-------- Data extract

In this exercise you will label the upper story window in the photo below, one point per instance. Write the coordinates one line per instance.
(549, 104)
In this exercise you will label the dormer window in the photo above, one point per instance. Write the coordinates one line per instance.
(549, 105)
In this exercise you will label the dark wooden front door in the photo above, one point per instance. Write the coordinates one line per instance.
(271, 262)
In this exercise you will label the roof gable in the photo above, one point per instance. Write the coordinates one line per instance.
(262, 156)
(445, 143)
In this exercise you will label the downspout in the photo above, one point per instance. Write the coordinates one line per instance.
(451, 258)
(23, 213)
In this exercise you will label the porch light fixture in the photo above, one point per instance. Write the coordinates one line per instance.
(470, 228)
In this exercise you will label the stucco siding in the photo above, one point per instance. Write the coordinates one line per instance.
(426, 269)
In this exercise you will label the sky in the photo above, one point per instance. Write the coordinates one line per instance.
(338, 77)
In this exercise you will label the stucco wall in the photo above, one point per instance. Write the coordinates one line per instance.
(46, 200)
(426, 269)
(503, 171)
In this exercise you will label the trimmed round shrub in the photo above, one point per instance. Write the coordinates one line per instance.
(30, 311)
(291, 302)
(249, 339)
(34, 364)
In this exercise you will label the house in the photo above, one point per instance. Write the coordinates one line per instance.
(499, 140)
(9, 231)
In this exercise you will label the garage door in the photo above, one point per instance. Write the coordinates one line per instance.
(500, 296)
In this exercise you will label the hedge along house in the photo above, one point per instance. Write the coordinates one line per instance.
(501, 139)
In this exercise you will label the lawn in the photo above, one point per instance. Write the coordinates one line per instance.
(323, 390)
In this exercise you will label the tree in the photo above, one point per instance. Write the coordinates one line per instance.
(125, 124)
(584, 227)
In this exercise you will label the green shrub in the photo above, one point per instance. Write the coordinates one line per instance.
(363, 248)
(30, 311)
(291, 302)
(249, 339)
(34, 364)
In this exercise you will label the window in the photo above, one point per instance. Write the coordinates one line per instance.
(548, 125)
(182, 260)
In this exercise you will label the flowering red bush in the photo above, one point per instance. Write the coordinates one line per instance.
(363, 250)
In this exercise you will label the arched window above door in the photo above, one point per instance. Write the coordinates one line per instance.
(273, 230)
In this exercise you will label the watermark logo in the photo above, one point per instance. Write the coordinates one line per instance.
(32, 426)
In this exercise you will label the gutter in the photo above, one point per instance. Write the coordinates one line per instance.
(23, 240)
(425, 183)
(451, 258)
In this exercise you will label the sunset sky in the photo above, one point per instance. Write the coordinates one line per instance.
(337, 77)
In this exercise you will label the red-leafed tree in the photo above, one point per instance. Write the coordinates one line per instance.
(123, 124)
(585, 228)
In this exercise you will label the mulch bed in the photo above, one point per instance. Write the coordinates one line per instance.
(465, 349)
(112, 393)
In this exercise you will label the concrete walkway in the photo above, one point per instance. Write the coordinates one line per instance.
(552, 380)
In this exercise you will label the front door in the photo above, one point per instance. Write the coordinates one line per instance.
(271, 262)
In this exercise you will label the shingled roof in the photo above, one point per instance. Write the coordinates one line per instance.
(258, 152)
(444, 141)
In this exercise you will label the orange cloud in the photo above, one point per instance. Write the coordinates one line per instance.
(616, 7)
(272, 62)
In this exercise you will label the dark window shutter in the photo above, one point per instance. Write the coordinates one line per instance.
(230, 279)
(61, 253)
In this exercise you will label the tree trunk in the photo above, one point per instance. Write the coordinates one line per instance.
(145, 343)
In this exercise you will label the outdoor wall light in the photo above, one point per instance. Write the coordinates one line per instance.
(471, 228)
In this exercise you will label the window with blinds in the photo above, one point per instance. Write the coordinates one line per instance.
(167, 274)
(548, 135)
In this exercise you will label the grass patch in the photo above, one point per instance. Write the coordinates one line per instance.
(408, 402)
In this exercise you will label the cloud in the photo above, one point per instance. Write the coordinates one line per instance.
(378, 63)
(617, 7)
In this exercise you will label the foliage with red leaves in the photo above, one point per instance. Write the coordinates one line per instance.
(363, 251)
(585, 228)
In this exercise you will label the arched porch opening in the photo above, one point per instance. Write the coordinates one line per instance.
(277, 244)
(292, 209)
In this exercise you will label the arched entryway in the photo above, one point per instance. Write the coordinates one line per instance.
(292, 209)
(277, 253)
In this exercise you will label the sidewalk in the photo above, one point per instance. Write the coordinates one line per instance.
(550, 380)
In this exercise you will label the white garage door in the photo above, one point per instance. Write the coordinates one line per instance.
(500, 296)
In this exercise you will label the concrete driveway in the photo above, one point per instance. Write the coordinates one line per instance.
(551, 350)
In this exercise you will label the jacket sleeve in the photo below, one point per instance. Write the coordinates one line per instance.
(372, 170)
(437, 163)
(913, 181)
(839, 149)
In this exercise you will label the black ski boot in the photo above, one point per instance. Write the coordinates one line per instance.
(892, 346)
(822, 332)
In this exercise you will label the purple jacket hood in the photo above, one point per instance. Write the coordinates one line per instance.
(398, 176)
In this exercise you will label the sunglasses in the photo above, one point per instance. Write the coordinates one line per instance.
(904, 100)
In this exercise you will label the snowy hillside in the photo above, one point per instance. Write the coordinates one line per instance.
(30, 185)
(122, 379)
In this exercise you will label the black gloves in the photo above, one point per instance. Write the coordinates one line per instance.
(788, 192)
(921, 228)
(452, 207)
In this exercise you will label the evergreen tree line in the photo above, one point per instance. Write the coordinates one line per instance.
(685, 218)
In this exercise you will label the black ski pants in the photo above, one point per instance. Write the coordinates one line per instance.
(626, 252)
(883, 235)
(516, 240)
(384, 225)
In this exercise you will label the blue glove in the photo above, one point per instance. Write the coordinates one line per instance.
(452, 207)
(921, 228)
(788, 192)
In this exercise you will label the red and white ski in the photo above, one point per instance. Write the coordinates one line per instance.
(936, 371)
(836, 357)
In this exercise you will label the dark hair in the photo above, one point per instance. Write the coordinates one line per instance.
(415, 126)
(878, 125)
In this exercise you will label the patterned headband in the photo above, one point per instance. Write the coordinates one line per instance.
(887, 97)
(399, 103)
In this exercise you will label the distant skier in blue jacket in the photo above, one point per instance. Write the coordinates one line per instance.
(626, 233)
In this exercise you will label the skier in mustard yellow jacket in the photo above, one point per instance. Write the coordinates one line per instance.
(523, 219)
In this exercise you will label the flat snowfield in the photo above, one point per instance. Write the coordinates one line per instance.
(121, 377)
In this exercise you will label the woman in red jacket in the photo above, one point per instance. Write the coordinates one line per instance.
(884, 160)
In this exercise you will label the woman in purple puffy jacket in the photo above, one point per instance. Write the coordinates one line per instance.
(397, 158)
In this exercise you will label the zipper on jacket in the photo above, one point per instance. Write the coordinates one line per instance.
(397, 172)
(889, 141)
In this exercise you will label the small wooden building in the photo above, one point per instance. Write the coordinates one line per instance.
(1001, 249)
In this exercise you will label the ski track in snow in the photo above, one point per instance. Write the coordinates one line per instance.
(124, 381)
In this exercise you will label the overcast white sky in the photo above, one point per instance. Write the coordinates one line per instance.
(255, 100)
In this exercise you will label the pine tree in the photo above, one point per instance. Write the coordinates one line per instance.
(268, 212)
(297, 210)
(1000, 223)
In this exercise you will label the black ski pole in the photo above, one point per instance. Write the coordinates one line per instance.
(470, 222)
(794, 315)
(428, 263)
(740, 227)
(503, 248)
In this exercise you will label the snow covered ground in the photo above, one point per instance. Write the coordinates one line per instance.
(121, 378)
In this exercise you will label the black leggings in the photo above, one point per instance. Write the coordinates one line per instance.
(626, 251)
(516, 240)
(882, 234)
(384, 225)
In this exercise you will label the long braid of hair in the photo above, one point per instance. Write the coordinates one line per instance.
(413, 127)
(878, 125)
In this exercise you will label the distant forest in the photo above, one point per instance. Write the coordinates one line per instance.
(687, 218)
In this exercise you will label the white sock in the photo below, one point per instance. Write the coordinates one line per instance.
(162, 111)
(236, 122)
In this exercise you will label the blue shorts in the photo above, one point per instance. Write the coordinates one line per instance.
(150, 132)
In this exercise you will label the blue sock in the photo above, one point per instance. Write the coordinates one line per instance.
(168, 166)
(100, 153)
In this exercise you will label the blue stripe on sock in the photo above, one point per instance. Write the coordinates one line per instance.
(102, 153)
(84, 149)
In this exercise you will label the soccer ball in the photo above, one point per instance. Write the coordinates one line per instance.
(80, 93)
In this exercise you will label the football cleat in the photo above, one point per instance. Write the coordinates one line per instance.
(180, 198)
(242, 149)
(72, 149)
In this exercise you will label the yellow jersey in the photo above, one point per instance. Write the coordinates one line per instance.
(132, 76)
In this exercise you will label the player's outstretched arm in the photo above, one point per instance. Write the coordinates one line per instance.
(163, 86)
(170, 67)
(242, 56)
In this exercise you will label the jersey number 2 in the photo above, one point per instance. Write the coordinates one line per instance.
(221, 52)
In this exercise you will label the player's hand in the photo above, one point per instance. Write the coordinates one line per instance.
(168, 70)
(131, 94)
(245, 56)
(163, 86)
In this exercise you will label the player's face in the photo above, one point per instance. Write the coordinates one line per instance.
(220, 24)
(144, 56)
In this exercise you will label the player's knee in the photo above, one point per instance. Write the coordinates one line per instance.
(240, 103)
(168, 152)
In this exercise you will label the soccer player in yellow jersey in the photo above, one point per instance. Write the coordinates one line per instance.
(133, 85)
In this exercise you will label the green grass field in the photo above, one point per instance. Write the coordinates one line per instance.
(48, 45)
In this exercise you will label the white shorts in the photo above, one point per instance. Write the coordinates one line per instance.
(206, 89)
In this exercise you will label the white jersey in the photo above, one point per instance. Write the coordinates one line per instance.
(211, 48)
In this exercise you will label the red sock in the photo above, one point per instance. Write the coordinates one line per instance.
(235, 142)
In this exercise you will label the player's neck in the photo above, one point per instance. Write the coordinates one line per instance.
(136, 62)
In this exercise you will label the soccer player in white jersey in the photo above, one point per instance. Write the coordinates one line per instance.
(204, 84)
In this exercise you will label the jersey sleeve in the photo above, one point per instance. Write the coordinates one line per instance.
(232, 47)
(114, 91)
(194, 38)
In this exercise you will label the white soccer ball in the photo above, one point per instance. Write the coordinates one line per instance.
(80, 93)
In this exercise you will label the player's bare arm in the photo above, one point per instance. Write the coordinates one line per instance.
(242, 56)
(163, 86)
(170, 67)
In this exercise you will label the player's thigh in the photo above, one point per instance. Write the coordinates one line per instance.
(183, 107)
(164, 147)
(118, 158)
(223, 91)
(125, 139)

----------------

§ Aim of the task:
Look above for the line that holds "In this exercise you will label the red sock", then copy it and each line after it exactly, through the last line of the data.

§ Written answer:
In this exercise you will label the red sock in the photo above, one point per instance. Write the coordinates one line per instance.
(235, 142)
In this exercise you will label the player's neck in the photo above, one point per instance. Write the coordinates one line per instance.
(136, 62)
In this exercise you will label the soccer player in white jersey in the photo above, one point per instance. Write the coordinates one line per instance.
(204, 84)
In this exercise you will label the jersey sleeve in the photo above, one point per instance. Write the coordinates one line per instance.
(232, 47)
(114, 91)
(194, 38)
In this exercise you will label the white soccer ball in the photo above, one point per instance. Write the coordinates one line per instance.
(80, 93)
In this exercise you will label the player's bare arm in the photo above, one point per instance. Write the coordinates one line per instance.
(242, 56)
(163, 86)
(170, 67)
In this exercise you will label the player's thigh in the photo above, one point per instance. Write the coordinates one line per instance.
(183, 107)
(164, 147)
(118, 158)
(223, 91)
(125, 139)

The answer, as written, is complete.